● EXTRACTED RECORDS:
········

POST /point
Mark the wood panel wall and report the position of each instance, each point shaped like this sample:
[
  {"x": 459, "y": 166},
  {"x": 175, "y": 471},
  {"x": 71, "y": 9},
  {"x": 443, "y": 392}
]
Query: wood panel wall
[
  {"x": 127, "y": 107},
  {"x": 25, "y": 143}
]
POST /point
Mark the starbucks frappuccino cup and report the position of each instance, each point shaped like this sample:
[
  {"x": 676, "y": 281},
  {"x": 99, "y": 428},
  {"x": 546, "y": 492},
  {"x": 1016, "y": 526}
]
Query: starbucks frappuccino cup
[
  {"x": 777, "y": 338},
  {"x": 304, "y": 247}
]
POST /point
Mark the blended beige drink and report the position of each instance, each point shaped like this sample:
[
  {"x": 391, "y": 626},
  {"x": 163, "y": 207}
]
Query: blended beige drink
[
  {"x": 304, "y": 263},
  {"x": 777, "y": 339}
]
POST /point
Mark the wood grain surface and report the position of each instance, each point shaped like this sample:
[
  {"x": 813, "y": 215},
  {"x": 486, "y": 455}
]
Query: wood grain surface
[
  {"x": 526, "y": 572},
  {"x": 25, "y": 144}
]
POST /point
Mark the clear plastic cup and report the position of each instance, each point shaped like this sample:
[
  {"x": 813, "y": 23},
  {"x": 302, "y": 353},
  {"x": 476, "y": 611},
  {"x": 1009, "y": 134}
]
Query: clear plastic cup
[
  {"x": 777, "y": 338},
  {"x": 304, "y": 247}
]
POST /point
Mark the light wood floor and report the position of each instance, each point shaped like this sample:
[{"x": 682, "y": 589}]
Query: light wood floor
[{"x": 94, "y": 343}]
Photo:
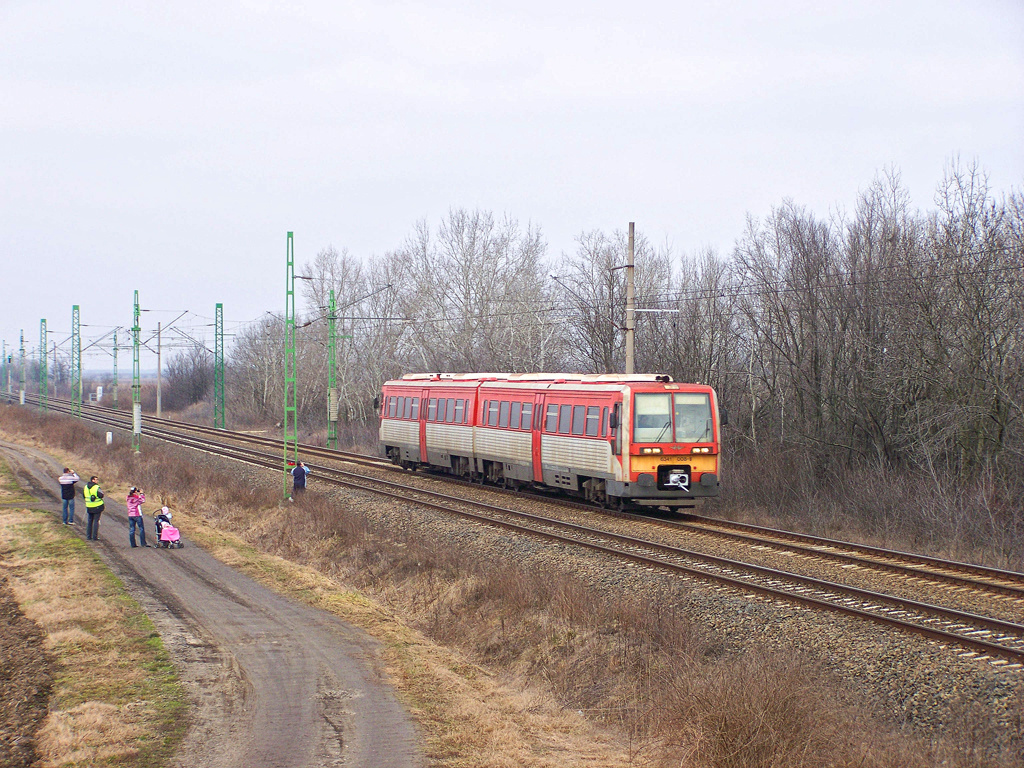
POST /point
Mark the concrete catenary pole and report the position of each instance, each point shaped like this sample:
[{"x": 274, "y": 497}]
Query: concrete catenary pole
[
  {"x": 160, "y": 369},
  {"x": 630, "y": 306}
]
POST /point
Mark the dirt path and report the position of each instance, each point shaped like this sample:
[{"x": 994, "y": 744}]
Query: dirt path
[{"x": 273, "y": 683}]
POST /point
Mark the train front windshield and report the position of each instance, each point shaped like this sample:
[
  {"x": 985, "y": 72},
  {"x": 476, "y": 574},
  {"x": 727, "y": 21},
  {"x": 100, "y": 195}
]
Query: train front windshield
[{"x": 682, "y": 417}]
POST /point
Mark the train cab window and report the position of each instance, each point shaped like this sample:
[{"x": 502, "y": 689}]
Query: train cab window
[
  {"x": 652, "y": 418},
  {"x": 579, "y": 419},
  {"x": 564, "y": 419},
  {"x": 551, "y": 420},
  {"x": 693, "y": 422}
]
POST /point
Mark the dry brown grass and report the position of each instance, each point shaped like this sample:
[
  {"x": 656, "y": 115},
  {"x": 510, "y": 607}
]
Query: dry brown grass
[
  {"x": 116, "y": 699},
  {"x": 505, "y": 667}
]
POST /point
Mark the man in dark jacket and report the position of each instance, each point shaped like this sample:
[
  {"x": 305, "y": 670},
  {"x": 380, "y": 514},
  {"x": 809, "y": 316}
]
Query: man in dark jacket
[
  {"x": 68, "y": 480},
  {"x": 299, "y": 475}
]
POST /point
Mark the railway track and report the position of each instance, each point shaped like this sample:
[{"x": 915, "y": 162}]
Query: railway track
[{"x": 997, "y": 640}]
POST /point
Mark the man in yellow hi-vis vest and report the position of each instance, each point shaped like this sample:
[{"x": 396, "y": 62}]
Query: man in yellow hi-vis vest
[{"x": 93, "y": 506}]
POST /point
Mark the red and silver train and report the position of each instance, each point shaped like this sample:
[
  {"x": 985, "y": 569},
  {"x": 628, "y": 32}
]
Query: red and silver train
[{"x": 610, "y": 438}]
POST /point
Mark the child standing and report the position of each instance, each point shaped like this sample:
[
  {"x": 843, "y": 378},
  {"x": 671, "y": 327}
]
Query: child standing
[{"x": 134, "y": 502}]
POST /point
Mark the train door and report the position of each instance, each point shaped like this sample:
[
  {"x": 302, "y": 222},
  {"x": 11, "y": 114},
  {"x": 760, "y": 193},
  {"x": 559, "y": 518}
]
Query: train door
[
  {"x": 424, "y": 394},
  {"x": 536, "y": 433}
]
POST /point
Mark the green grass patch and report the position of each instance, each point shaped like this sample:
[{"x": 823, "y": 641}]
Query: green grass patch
[{"x": 117, "y": 698}]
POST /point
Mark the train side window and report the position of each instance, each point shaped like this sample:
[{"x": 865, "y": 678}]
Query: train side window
[
  {"x": 579, "y": 419},
  {"x": 564, "y": 419},
  {"x": 551, "y": 421}
]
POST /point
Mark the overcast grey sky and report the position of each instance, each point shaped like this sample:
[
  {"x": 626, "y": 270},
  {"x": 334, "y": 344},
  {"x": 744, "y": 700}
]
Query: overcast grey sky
[{"x": 168, "y": 147}]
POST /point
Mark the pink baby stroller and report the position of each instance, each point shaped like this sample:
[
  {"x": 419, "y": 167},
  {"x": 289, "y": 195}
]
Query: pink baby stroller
[{"x": 167, "y": 535}]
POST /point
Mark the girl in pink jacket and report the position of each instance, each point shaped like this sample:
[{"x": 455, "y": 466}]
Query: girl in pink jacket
[{"x": 134, "y": 502}]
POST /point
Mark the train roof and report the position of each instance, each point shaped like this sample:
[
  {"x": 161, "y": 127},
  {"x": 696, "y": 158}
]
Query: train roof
[{"x": 531, "y": 378}]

········

● EXERCISE AIM: Please write out all of the material above without changing a word, and omit any pictures.

● ANSWER TO THIS PROBLEM:
POST /point
Mark the wood panel wall and report the position of each instance, each point shaped like this sample:
[
  {"x": 459, "y": 166},
  {"x": 175, "y": 471},
  {"x": 71, "y": 9},
  {"x": 443, "y": 392}
]
Query: wood panel wall
[
  {"x": 127, "y": 107},
  {"x": 25, "y": 143}
]
POST /point
Mark the starbucks frappuccino cup and report the position of each instance, each point shaped like this sample:
[
  {"x": 676, "y": 281},
  {"x": 99, "y": 428},
  {"x": 546, "y": 492},
  {"x": 1016, "y": 526}
]
Query: starbucks frappuccino cup
[
  {"x": 777, "y": 338},
  {"x": 304, "y": 247}
]
POST /point
Mark the blended beige drink and report the position of each instance, each point shaped like this sample:
[
  {"x": 391, "y": 626},
  {"x": 163, "y": 207}
]
Query: blended beige drink
[
  {"x": 304, "y": 263},
  {"x": 777, "y": 339}
]
POST /point
Mark the wood grain surface and report the position of each instance, each point shaped like this sample:
[
  {"x": 813, "y": 215},
  {"x": 486, "y": 455}
]
Query: wood grain surface
[
  {"x": 526, "y": 572},
  {"x": 25, "y": 144}
]
POST /point
Mark the clear plastic cup and report the position of each instance, each point shaped like this sample:
[
  {"x": 813, "y": 23},
  {"x": 302, "y": 353},
  {"x": 476, "y": 611},
  {"x": 1009, "y": 134}
]
Query: clear plastic cup
[
  {"x": 777, "y": 338},
  {"x": 304, "y": 247}
]
POST /point
Mark the light wood floor and report the position of each instance, each point shaped like this sample:
[{"x": 682, "y": 589}]
Query: light wood floor
[{"x": 94, "y": 343}]
Photo:
POST /point
Mark the concrete catenary pole and report the position of each instance, each point shaped like this sample:
[{"x": 274, "y": 497}]
Query: concrete catenary pole
[
  {"x": 160, "y": 369},
  {"x": 630, "y": 306}
]
POST /point
Mark the dirt path and report the position of each instance, each point shaped like this sample:
[{"x": 994, "y": 744}]
Query: dirt path
[{"x": 273, "y": 683}]
POST /point
Mark the train front windshield and report the position of each instance, each point shaped like this sample:
[
  {"x": 985, "y": 72},
  {"x": 476, "y": 574},
  {"x": 727, "y": 21},
  {"x": 100, "y": 195}
]
Query: train front windshield
[{"x": 682, "y": 417}]
POST /point
Mark the train cab window and report the position of each instance, each point shaped like this sample:
[{"x": 502, "y": 689}]
Query: train cab window
[
  {"x": 652, "y": 418},
  {"x": 579, "y": 419},
  {"x": 564, "y": 419},
  {"x": 551, "y": 420},
  {"x": 693, "y": 422}
]
POST /point
Mark the dry brown grass and report the position of each instance, each point shaped like this sample:
[
  {"x": 656, "y": 115},
  {"x": 510, "y": 607}
]
Query: dry brown grass
[
  {"x": 116, "y": 699},
  {"x": 505, "y": 667}
]
POST /point
Mark the man in dark jacket and report the position of each instance, each point shaped like this sample:
[
  {"x": 305, "y": 670},
  {"x": 380, "y": 514},
  {"x": 809, "y": 316}
]
Query: man in dark jacket
[
  {"x": 68, "y": 480},
  {"x": 299, "y": 475}
]
POST /point
Mark the railway track and report the position of each instance, each point shaped like this sample:
[{"x": 915, "y": 162}]
Query: railway track
[{"x": 997, "y": 640}]
POST /point
Mark the man in yellow hi-vis vest and report the position of each instance, each point shaped like this sample:
[{"x": 396, "y": 62}]
Query: man in yellow hi-vis vest
[{"x": 93, "y": 506}]
POST /point
Mark the red and silver train and report the position of each instance, each point shaped like this sample:
[
  {"x": 985, "y": 569},
  {"x": 628, "y": 32}
]
Query: red and silver train
[{"x": 610, "y": 438}]
POST /point
Mark the child standing and report the position of each instance, each point shaped like this sample:
[
  {"x": 843, "y": 378},
  {"x": 671, "y": 327}
]
Query: child standing
[{"x": 134, "y": 502}]
POST /point
Mark the train door and report the position of each instance, each point shaped like this sample:
[
  {"x": 302, "y": 222},
  {"x": 11, "y": 114},
  {"x": 760, "y": 193},
  {"x": 559, "y": 518}
]
Query: train door
[
  {"x": 424, "y": 394},
  {"x": 536, "y": 433}
]
POST /point
Mark the green grass patch and report the position of each instance, each point shaped like this sample:
[{"x": 823, "y": 641}]
Query: green grass patch
[{"x": 117, "y": 698}]
POST /point
Mark the train side window and report the position of each instance, each point shaped like this sample:
[{"x": 865, "y": 678}]
Query: train side window
[
  {"x": 579, "y": 419},
  {"x": 564, "y": 419},
  {"x": 551, "y": 421}
]
POST /point
Mark the overcast grey sky and report the position of each instance, each point shaped like this sample:
[
  {"x": 626, "y": 270},
  {"x": 334, "y": 344},
  {"x": 744, "y": 700}
]
Query: overcast grey sky
[{"x": 168, "y": 147}]
POST /point
Mark the pink baby stroller and report the position of each instance, each point shaped like this sample:
[
  {"x": 419, "y": 167},
  {"x": 289, "y": 195}
]
Query: pink baby stroller
[{"x": 167, "y": 535}]
POST /point
Mark the girl in pink jacket and report the position of each instance, each point shaped like this sample:
[{"x": 455, "y": 466}]
Query: girl in pink jacket
[{"x": 134, "y": 502}]
POST /point
Mark the train roof and report the position of each instance, each point shaped like this sample:
[
  {"x": 161, "y": 127},
  {"x": 696, "y": 158}
]
Query: train roof
[{"x": 531, "y": 378}]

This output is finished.